● **Problem 1**:
In the entries, starting at the line containing "# test: pointer drops one pin on the field" and ending at the end of the entries, rename "green tree" as "leafy tree" wherever it appears, changing nothing else. Provide those lines alone.

● **Passage to read**:
————————

Establish funded positions that proactively engage the resident communities, including student residents, and identity groups. These positions can help ensure resident needs are integrated into decision-making processes, directly connected to services, take special focus on seniors and other community segments, connect with and facilitate community organizing, and be tailored to expressed community needs.

  • Areas of the neighborhood have different needs and different capacities to represent these needs in public forums and decision-making processes.
  • Lower capacity in traditionally marginalized areas acts to further inequities, particularly for Oakland’s African-American community.
  • Needs to be awareness raising about what services are needed and also available already.
  • Residents have raised the issue that displacement is happening in some cases because residents are unable to take advantage of existing programs that would help to keep them in their home. For example, home repair programs exist but require bids from contractors and other initial steps that have been difficult for the most needy residents. The inability to make basic maintenance repairs coupled with predatory buyers is speeding up displacement.
  • Seniors in general could benefit from dedicated community organizers who can connect them with resources and help to seek out and develop needed programs and opportunities.
  • City and non-profit projects have struggled to engage residents meaningfully in processes, and while more work can be done to improve outreach, grassroots organizing would complement these efforts and ensure a more representative voice is presented on behalf the resident community.
  • Question of whether students and other renters feel comfortable representing their needs and engaging with decision-making processes as temporary residents and whether this limits the ability of Oakland to move new ideas forward.

————————

● **Working data**:
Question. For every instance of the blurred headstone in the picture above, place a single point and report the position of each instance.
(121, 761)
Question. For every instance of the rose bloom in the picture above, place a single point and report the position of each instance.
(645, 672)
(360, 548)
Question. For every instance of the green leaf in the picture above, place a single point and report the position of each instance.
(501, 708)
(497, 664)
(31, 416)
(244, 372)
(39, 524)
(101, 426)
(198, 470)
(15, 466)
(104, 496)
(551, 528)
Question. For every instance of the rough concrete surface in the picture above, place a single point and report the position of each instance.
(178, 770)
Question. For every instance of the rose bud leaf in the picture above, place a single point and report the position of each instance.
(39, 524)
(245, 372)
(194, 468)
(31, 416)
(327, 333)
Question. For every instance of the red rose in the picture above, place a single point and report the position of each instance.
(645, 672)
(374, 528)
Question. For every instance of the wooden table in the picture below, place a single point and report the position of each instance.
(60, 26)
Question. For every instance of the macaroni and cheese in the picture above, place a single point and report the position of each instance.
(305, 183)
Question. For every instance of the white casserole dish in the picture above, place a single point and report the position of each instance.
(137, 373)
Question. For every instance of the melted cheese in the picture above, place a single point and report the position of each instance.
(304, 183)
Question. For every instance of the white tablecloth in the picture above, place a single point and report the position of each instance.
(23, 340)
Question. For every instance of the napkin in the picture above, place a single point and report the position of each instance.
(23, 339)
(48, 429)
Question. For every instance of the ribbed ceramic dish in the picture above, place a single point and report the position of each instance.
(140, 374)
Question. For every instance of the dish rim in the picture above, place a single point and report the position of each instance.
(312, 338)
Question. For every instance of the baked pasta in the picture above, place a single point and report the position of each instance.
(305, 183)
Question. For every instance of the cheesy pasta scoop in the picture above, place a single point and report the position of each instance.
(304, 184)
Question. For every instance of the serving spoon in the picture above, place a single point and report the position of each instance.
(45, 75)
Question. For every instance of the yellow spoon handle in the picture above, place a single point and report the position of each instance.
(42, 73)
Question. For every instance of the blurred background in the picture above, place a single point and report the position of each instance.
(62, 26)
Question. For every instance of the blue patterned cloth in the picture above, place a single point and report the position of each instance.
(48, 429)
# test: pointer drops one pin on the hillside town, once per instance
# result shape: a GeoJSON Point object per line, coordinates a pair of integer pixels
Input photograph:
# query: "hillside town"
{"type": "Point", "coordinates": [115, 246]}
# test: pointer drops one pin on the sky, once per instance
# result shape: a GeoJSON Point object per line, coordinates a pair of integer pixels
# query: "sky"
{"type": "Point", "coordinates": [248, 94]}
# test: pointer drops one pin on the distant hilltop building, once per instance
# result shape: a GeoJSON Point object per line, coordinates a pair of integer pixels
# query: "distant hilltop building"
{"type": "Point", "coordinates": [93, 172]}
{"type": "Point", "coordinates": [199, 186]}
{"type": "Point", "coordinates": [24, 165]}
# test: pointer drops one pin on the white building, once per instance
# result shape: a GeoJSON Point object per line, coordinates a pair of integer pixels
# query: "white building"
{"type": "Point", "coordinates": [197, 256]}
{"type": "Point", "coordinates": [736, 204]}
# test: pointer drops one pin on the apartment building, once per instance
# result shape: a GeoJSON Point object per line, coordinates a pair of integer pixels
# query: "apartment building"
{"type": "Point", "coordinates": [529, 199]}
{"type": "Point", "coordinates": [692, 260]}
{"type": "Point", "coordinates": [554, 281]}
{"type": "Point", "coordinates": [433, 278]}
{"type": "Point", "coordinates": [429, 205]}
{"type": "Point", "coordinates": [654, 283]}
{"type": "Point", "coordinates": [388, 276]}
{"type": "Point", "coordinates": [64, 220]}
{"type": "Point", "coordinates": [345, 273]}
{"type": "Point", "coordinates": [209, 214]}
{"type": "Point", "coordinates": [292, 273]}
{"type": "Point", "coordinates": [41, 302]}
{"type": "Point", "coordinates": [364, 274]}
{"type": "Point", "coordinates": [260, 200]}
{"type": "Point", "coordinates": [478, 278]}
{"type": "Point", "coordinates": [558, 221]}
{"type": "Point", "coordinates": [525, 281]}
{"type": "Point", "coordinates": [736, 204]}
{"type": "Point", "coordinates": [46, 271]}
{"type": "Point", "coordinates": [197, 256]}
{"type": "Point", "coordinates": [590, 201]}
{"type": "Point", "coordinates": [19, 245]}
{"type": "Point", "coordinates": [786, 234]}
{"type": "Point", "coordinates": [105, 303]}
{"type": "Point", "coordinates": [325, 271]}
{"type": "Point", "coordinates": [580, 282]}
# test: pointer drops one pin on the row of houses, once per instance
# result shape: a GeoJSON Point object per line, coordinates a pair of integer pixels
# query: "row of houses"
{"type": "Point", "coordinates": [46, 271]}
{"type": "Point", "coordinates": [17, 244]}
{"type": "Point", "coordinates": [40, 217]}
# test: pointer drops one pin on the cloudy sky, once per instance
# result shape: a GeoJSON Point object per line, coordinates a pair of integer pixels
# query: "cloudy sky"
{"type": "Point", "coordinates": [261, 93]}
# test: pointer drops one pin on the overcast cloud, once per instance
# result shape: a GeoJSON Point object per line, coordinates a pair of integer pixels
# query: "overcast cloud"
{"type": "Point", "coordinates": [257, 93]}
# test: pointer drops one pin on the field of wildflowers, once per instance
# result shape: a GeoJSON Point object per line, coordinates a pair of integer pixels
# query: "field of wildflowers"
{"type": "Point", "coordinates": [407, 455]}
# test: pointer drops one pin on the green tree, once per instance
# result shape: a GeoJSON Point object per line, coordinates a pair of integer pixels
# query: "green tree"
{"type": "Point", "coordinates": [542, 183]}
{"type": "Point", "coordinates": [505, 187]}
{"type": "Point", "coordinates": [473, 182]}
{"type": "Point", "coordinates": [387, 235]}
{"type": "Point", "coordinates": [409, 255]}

————————

● **Problem 2**:
Write what comes next in the text on funded positions for resident engagement, picking up after its final point.

● **Task output 1**:
# test: pointer drops one pin on the field of wildflowers, once per instance
# result shape: a GeoJSON Point object per line, coordinates a pair of integer pixels
# query: "field of wildflowers"
{"type": "Point", "coordinates": [407, 455]}
# test: pointer drops one pin on the leafy tree, once per instance
# result shape: a GeoJSON Point object per line, coordinates a pair of integer pixels
# query: "leafy tree"
{"type": "Point", "coordinates": [542, 183]}
{"type": "Point", "coordinates": [505, 187]}
{"type": "Point", "coordinates": [473, 182]}
{"type": "Point", "coordinates": [387, 235]}
{"type": "Point", "coordinates": [409, 255]}

● **Task output 2**:
  • OPDC offers a home repair program for seniors and is an administrator for the URA HAP.
  • Establish paid professional community organizing positions to proactively engage residents in specific areas.
  • Develop a role for these staff to play in addressing socioeconomic and racial inequities in these areas in partnership with other organizations, institutions, and public agencies.
  • Identify a location for them to be housed, such as a citywide non-profit, at the City of Pittsburgh, or an Oakland-based non-profit. The location where they are based and the funding for their positions could relate to the mandate they have in their work, the response from community members, and the kinds of initiatives they undertake.
  • Consider how these paid staff can engage with existing boards and decision-making processes.
  • An important aspect of the work of these positions will be to actively canvass the community about various projects and topics that are relevant at the time. This should lead to a better understanding of the true nature of consensus in the community.
  • There should be a preference for hiring residents from each community into these positions. In hiring a local resident, it’s important that they can clearly show how they are able to represent the diverse needs of their resident community. It must be avoided that they only represent the resident groups to which they are already members.

When to start: 0-2 years

Duration: Ongoing

Estimated costs: $$ (out of $$$$)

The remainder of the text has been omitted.